- _Extracted text_:
□ □ □

The purpose of this chapter is to introduce you to the mechanics of working with SPSS. It begins with stepping through the process of entering some simple data into SPSS and continues with processing that data. This is followed by various procedures for deriving results, using a subset of the data for some calculations and other parts of the data for other calculations. Finally, the results from these different calculations are displayed in different ways.

The data for this example are simple, as are the displays that the data generate. The purpose of this chapter is not to present any great breakthrough in statistical analysis. Instead, we simply want to demonstrate the basic procedures you need to know about when you’re using SPSS.

When the Tanana at Nenana Thaws

This analysis is about an annual lottery that takes place in Alaska. Actually, it isn’t called a lottery — it’s called a classic, whatever that means.

□ □ □

- _Objectives_:
[a] List every proper name that appears in the SPSS chapter excerpt.
[b] Write out the SPSS chapter excerpt from "The data for this" up to and including "whatever that means.", substituting "contest" for "classic".

[Collected data entries]
□ □ □

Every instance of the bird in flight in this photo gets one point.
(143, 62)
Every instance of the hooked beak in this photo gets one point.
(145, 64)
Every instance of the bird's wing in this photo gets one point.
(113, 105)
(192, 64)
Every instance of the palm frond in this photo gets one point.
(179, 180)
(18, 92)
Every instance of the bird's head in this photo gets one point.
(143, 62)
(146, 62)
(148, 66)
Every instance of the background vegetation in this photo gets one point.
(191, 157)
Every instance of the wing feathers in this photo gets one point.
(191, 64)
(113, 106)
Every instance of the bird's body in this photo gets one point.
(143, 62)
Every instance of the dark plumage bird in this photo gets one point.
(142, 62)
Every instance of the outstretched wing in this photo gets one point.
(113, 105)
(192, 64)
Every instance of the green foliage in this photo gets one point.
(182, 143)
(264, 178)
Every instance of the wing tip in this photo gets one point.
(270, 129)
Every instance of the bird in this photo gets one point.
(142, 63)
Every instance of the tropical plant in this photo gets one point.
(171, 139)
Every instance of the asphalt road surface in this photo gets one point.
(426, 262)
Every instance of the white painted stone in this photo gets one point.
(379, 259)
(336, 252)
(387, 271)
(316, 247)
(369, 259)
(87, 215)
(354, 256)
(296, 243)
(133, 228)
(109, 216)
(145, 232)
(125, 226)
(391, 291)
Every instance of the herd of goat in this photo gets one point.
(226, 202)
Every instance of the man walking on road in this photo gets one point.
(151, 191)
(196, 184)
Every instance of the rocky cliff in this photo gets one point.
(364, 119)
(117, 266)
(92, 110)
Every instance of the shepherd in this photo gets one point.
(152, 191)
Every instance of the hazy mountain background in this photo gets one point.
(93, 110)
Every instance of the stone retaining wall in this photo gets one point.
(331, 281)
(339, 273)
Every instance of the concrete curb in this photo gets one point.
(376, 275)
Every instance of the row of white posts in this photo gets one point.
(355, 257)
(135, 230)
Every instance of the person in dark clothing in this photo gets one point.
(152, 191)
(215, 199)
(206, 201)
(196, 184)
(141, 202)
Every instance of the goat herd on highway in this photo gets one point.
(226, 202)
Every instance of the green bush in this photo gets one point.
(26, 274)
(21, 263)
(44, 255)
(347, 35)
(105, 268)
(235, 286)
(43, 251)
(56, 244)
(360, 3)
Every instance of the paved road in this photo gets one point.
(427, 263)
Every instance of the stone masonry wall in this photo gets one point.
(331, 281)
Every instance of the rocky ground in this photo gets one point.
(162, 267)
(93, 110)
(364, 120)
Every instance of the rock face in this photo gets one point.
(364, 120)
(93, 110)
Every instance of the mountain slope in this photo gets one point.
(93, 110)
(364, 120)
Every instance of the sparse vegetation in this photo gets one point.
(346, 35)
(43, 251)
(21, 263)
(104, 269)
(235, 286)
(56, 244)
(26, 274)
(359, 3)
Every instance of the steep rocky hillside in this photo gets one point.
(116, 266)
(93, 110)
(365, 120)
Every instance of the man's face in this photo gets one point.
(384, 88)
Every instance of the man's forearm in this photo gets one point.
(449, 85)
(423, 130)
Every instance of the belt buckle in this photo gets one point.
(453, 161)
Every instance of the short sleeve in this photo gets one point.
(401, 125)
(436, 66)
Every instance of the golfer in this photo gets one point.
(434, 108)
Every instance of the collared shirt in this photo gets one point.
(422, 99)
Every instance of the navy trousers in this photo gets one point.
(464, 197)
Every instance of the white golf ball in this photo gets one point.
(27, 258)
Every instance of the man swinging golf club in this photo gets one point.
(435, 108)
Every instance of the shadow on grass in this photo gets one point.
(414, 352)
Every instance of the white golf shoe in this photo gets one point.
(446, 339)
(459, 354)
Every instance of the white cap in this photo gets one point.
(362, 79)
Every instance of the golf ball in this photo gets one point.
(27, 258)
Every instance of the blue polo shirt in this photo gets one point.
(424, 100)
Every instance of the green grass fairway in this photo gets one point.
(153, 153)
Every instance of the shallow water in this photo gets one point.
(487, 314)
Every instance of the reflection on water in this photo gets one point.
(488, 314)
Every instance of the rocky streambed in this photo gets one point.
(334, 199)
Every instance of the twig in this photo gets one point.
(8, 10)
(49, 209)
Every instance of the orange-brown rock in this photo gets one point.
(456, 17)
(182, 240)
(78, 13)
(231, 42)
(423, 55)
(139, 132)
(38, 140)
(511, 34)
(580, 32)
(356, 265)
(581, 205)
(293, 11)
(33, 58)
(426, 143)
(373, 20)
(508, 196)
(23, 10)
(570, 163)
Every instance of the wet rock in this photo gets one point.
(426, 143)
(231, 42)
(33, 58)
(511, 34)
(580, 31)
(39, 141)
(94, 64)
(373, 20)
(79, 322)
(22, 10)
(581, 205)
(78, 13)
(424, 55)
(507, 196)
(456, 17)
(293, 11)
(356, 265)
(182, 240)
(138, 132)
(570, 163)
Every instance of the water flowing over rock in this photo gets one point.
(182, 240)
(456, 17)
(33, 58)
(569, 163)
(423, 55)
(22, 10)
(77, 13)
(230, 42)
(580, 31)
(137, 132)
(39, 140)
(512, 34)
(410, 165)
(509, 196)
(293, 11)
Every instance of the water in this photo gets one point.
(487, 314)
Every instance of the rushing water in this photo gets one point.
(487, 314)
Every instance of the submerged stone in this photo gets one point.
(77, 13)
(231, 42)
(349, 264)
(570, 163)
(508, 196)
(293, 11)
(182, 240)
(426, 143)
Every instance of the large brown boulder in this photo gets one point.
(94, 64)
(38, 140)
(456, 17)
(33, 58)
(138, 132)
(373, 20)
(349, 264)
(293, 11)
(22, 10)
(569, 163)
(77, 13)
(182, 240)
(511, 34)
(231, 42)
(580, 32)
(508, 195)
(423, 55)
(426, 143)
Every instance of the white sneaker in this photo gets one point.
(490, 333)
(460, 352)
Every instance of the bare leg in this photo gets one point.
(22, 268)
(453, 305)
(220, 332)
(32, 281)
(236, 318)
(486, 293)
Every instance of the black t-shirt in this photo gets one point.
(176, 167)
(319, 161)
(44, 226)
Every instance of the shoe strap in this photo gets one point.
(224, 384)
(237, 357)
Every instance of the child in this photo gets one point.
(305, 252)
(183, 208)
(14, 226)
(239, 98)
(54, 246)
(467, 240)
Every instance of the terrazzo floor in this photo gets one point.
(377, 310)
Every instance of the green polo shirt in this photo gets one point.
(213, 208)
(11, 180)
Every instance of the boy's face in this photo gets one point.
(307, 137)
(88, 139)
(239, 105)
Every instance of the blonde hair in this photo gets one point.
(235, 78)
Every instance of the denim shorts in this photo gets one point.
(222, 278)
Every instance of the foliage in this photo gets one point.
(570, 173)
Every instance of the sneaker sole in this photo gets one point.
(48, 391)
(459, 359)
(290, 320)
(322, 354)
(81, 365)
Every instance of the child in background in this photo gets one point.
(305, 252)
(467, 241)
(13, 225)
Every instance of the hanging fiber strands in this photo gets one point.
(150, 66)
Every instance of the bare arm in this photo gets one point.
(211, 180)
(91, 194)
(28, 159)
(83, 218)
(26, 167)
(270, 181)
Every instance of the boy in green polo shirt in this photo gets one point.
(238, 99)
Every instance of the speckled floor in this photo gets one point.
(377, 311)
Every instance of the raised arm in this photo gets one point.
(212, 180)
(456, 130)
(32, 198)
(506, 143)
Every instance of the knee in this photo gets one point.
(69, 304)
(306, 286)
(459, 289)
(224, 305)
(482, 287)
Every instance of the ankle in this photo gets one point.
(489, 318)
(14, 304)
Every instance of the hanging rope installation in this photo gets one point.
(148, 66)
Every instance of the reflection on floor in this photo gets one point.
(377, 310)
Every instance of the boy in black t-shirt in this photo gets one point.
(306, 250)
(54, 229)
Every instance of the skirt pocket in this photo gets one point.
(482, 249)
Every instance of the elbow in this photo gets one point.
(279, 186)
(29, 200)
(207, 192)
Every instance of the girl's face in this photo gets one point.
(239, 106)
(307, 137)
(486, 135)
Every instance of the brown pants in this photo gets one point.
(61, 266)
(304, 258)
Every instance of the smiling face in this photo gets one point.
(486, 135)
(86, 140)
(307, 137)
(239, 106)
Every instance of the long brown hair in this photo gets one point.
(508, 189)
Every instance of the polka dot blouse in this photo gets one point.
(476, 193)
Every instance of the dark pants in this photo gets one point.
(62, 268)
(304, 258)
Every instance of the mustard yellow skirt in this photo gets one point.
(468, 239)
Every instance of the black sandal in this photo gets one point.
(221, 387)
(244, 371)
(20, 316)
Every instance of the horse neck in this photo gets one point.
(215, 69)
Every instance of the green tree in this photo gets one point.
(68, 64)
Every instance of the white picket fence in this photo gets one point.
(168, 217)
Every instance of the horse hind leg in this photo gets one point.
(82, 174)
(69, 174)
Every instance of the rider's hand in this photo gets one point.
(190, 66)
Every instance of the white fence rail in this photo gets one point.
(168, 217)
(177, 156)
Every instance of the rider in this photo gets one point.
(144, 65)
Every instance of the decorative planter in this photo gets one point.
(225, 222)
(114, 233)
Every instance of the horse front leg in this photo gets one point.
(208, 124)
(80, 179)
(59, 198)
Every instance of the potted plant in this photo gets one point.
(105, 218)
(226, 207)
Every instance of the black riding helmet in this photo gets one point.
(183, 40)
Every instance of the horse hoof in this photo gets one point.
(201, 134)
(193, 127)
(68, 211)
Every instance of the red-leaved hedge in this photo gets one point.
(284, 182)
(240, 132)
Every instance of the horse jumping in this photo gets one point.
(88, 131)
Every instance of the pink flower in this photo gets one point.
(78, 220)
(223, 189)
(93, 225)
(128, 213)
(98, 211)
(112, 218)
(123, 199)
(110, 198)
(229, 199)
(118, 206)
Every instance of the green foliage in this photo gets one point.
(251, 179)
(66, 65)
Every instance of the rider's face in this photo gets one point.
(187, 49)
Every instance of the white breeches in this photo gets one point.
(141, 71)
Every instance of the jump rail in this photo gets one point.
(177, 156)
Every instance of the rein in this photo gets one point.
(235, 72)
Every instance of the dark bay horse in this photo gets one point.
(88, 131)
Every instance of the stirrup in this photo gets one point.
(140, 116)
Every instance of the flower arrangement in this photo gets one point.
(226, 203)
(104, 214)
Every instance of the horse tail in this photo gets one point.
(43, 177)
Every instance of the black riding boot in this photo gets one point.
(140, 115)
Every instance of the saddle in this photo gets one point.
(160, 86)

□ □ □

- _Solutions for each task_:
[a] SPSS, Tanana, Nenana, Alaska

[b]
The data for this example are simple, as are the displays that the data generate. The purpose of this chapter is not to present any great breakthrough in statistical analysis. Instead, we simply want to demonstrate the basic procedures you need to know about when you’re using SPSS.

When the Tanana at Nenana Thaws

This analysis is about an annual lottery that takes place in Alaska. Actually, it isn’t called a lottery — it’s called a contest, whatever that means.